**SHORT EXERCISE**
Make an exact copy of the entries below.

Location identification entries
-- START --

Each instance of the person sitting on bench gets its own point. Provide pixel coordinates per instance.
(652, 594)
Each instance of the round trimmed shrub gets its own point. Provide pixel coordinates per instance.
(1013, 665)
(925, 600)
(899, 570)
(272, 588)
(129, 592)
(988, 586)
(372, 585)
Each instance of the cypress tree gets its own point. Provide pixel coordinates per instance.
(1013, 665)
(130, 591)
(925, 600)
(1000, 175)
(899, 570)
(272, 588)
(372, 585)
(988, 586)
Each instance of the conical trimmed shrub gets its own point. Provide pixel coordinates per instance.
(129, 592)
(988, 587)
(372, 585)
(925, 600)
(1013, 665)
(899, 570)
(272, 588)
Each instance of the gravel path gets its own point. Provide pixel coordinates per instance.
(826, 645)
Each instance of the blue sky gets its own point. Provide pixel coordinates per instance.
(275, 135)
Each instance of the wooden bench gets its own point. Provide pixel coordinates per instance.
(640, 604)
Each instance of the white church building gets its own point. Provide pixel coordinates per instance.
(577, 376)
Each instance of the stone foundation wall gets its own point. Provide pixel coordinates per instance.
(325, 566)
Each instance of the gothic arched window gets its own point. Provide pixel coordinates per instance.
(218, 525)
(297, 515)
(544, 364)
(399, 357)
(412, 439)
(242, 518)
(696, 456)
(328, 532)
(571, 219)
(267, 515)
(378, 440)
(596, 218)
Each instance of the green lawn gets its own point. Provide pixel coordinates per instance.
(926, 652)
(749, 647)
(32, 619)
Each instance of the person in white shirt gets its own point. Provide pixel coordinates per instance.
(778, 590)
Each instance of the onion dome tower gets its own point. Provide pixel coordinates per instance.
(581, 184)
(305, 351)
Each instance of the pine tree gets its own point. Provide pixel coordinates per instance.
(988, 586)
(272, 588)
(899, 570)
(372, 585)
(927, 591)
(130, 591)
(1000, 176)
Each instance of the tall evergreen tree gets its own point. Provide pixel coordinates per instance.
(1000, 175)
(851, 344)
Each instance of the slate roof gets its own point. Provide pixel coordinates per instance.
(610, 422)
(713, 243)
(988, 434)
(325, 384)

-- END --

**RESULT FOR THIS EXERCISE**
Each instance of the person sitting on bench gets its own point. Provide pixel coordinates per instance.
(652, 594)
Each instance of the round trimmed shrub gets its own point. Provide pixel coordinates per instance.
(1013, 665)
(925, 600)
(899, 570)
(272, 588)
(129, 592)
(988, 586)
(372, 585)
Each instance of the cypress tree gets its own point. Provide pixel coordinates per instance.
(1013, 665)
(130, 591)
(925, 600)
(1000, 175)
(899, 570)
(272, 588)
(372, 585)
(988, 586)
Each instance of the conical trimmed shrub gets its own point. Provide pixel coordinates per instance.
(129, 592)
(988, 587)
(372, 585)
(925, 600)
(1013, 665)
(899, 570)
(272, 588)
Each instance of the gravel path gets its own point. Provide pixel coordinates per instance.
(826, 645)
Each instance of the blue sky gets its own point. Provide pixel coordinates per instance.
(275, 135)
Each instance of the wooden bench gets its own point. Provide pixel coordinates per instance.
(640, 604)
Each instance of the white church building gets its own point. Provide pixel coordinates per instance.
(577, 376)
Each instance of the stone foundation wall gets its own point. Provide pixel coordinates per instance.
(325, 566)
Each instance of the gothic arched window gets its own point. Provide pixel coordinates per instance.
(218, 525)
(297, 515)
(544, 364)
(399, 357)
(412, 439)
(242, 518)
(696, 456)
(328, 532)
(571, 219)
(267, 515)
(378, 440)
(596, 218)
Each instance of the green lawn gets its own point. Provide pixel coordinates per instance.
(926, 652)
(749, 647)
(32, 619)
Each instance of the person in white shirt gets its own point. Provide pixel coordinates per instance.
(778, 590)
Each instance of the onion dome tower gets its own point. Provide pixel coordinates per instance.
(581, 184)
(305, 351)
Each instance of the pine tree gets its own point. Provide pixel coordinates per instance.
(988, 586)
(272, 588)
(899, 570)
(372, 585)
(927, 591)
(130, 591)
(1000, 176)
Each instance of the tall evergreen tree gets its own point. Provide pixel coordinates per instance.
(1000, 175)
(851, 344)
Each instance of the slate roof gets its own point. Provide pixel coordinates per instance.
(610, 422)
(713, 243)
(988, 434)
(325, 384)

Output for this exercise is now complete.